> [TASK ITEM] Word for word, restate the entries below from their first line through the line that contains "Locate the thin".

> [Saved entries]
^^^^^^^^^^^^^^^^

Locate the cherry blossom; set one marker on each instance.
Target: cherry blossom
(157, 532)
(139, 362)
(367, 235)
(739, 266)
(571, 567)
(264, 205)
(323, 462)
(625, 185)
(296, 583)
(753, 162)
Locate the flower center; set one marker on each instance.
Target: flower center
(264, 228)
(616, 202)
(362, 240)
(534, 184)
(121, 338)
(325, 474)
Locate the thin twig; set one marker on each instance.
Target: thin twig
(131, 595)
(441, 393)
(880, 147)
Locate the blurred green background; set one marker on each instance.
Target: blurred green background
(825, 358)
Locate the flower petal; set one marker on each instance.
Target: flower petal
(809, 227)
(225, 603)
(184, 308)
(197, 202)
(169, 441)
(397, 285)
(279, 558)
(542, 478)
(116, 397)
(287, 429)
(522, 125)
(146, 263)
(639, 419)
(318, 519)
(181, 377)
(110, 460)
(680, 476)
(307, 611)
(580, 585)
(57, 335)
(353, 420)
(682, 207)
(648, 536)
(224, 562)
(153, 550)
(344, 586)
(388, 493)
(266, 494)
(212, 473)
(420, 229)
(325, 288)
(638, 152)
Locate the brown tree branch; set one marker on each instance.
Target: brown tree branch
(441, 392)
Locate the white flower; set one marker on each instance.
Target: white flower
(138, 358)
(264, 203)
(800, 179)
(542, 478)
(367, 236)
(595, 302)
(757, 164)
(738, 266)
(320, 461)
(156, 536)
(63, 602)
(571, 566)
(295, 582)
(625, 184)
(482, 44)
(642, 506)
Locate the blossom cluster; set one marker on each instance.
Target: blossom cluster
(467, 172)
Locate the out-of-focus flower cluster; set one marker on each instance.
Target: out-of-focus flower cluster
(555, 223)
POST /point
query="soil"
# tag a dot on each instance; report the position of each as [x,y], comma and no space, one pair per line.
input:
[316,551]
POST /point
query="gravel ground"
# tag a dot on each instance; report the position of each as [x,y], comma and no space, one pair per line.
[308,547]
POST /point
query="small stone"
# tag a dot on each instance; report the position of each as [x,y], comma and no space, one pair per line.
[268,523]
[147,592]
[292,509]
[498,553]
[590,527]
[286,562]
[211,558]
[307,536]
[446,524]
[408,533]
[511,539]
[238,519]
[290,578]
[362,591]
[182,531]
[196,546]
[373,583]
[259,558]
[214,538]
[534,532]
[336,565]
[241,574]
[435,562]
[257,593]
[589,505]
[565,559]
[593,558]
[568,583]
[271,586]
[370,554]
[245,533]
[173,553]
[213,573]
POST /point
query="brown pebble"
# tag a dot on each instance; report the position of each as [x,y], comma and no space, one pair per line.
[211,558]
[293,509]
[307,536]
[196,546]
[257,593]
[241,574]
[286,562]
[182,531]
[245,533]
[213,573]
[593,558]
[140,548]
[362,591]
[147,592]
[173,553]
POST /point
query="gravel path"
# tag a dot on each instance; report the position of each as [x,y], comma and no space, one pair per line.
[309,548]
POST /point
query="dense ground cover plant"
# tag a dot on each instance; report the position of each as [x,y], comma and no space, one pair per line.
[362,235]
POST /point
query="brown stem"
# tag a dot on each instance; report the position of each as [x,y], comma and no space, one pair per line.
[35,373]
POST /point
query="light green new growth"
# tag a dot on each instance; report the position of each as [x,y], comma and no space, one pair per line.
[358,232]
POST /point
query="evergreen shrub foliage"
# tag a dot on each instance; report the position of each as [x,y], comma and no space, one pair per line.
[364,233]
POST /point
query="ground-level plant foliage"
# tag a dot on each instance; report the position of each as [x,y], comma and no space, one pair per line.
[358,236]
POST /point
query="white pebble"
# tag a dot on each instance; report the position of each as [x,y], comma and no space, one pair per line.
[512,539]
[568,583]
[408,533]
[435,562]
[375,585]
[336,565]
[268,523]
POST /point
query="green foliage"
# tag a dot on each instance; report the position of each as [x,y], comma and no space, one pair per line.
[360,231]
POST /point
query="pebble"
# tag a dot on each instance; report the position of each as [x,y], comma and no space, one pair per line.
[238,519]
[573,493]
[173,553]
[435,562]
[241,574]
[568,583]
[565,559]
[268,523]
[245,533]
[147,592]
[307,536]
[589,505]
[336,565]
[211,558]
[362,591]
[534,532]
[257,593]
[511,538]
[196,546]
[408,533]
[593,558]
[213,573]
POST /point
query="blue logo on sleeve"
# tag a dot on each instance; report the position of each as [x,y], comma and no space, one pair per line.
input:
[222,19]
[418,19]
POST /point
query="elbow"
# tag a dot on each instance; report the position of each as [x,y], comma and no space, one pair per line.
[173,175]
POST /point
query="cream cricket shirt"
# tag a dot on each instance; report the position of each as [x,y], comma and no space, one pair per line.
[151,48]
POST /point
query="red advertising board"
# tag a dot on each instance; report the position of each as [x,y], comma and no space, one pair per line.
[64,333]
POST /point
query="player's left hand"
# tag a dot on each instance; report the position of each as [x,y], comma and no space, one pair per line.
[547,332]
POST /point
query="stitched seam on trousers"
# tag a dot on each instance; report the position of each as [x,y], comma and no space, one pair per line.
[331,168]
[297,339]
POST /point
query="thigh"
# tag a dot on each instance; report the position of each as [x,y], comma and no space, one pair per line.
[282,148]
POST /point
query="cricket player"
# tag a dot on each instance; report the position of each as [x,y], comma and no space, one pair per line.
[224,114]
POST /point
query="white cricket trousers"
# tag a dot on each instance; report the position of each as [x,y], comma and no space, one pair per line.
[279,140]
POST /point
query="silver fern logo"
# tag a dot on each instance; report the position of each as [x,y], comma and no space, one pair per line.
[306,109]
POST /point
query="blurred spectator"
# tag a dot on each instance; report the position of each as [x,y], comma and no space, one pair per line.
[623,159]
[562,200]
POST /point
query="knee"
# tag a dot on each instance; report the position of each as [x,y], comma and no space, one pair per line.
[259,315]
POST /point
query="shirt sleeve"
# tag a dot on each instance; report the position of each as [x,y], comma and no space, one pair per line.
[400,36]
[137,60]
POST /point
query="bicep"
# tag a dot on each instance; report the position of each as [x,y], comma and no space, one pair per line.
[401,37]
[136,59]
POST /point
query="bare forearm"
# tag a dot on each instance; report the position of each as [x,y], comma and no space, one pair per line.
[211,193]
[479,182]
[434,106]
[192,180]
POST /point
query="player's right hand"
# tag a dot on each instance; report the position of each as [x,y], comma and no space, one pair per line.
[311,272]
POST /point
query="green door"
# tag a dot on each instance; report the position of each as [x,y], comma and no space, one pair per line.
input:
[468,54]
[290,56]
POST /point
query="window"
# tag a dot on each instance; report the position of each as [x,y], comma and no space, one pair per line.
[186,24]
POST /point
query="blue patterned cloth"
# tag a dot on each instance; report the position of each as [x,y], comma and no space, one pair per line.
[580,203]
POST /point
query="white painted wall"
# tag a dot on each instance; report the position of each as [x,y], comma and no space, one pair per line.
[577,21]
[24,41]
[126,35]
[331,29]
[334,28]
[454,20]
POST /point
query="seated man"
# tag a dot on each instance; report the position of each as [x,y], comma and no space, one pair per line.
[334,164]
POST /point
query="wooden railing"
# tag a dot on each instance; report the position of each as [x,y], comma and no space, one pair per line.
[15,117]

^^^^^^^^^^^^^^^^

> [OUTPUT OF THE TASK]
Locate the cherry blossom; set one marker on each instance.
Target: cherry blossom
(157, 532)
(139, 362)
(367, 235)
(739, 266)
(571, 567)
(264, 205)
(323, 462)
(625, 185)
(296, 583)
(753, 162)
Locate the flower center; set one marker on each instance.
Target: flower center
(264, 228)
(616, 202)
(362, 240)
(534, 184)
(121, 338)
(325, 474)
Locate the thin twig; set one marker on each instance.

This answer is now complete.